## Testo di riferimento
I toni della serata si colorano di nuances notturne con la presenza
on stage di Amedeo e Giovanni Tommaso con Franco Mondini:
un'elegia sussurrata per
Chet Baker
in "Ballata in Forma di Blues", arrangiata da Amedeo che ha avuto la ventura
di suonarci assieme, un divertissement in ritmo sincopato su una scala blues,
disinvolto quanto meditativo secondo un'estetica raffinata e silenziosa.
Poi una delle tante band che per questa serata si è riunita per ridar
vita al sound che le ha distinte tra le pagine della storia delle notes
italiane: i Saxes Machine di Bruno Biriaco, con la partecipazione
di Enrico
Pieranunzi, rileggono "Miss Laura", un brano di profondo senso
musicale espresso con magnifica tecnica ed un passo armonico del tutto incendiario.
La parte finale del concerto è dedicata ai musicisti più giovani, alle
generazioni che hanno segnato gli ultimi decenni.

## Istruzioni
A. Nel resoconto del concerto, chi ha arrangiato "Ballata in Forma di Blues"?
B. Riprendi, per favore, il resoconto del concerto dopo l'ultima frase e prosegui il racconto.

## Dati forniti

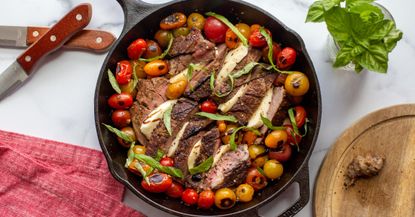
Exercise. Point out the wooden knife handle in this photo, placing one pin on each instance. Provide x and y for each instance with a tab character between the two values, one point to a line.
93	40
62	31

## Risultati
A. Amedeo.

B.
Enrico
Pieranunzi resta sul palco dove è raggiunto da
Rosario Giuliani
per una versione meditativa e lunare di "I Mean You", pentagramma di complessa
struttura, seguito da un'eterea introspezione di
Giampiero
Boneschi nelle chiaroscurali venature di "Storia di un istante".
La chiusura del concerto è dedicata allo scintillante corpo sonoro della
Saint Louis Big Band guidata da
Antonio Solimene,
una formazione di assoluto livello stilistico di impeccabile veemenza esecutiva,
complice l'estroversa direzione di un maestro di altissimo livello. La band eseguirà,
insieme a Marcello Rosa e Valentina Piccioni, "Opus in jazz",
scritto da Piero Piccioni (padre della brava e raffinata singer), muovendo
un momento di commozione e coinvolgimento da parte dei partecipanti su un palco
ormai al completo.
L'ultima piece, la conclusione del concerto. "Take The A Train",
Ellington riletto dalla Big Band attraverso un sound brillante, pulito, dinamico
e intenso. L'elegante rilettura dell'evergreen non avrebbe potuto concludere
meglio una serata di assoluto livello culturale e musicale, organizzata e portata
a termine egregiamente e dalla quale l'artefice di tutto questo,
Adriano
Mazzoletti, non avrebbe potuto chiedere di più.
..::Alcune Foto Tratte dal Libro::..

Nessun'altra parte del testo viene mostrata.